### Exercise objective
Write out the following listing's lines from the one with "Target: gravel ground" to the one with "column 512, row 371", exactly, with both included and no others.
-----
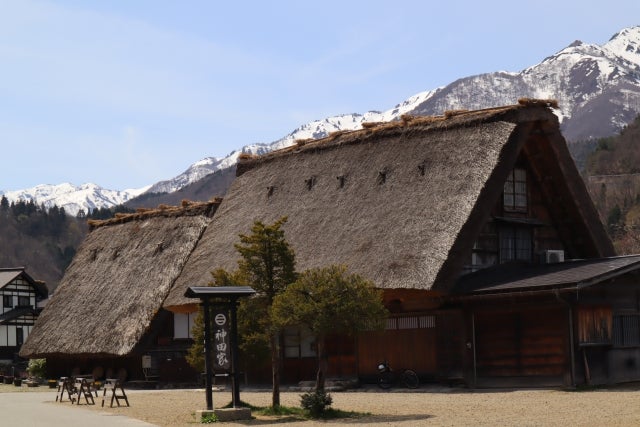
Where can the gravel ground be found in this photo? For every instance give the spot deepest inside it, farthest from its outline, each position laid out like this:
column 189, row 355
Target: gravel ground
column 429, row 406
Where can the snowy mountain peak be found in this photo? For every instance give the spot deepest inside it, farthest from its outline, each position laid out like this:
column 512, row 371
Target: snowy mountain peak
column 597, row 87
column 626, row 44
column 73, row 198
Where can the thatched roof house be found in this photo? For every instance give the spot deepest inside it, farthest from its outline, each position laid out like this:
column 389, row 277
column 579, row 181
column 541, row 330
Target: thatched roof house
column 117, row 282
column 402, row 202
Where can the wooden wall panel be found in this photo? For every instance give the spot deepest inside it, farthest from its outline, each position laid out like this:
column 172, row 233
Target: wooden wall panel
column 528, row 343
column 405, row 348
-----
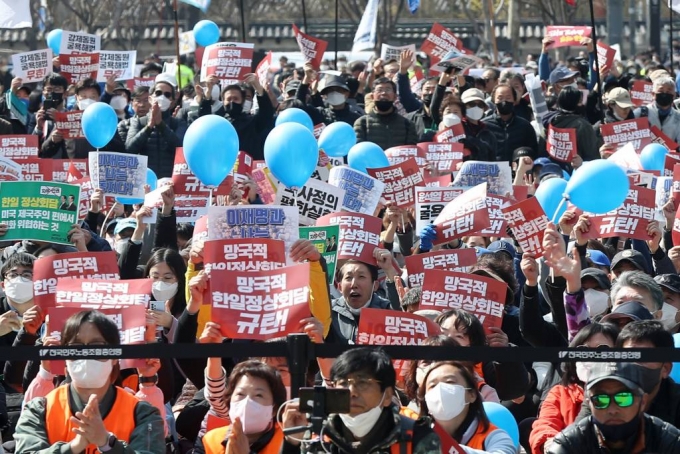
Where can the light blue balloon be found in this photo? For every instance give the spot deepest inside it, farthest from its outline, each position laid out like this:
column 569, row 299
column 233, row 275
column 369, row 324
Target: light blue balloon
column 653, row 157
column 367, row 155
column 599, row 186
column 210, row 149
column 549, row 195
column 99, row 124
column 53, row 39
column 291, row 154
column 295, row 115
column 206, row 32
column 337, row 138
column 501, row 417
-----
### Solution for this problem
Target: gravel ground
column 429, row 406
Where can the snowy mountain peak be found in this photo? For every instance give the spot deepest inside it, farthest from its outline, each position laid out like this:
column 512, row 371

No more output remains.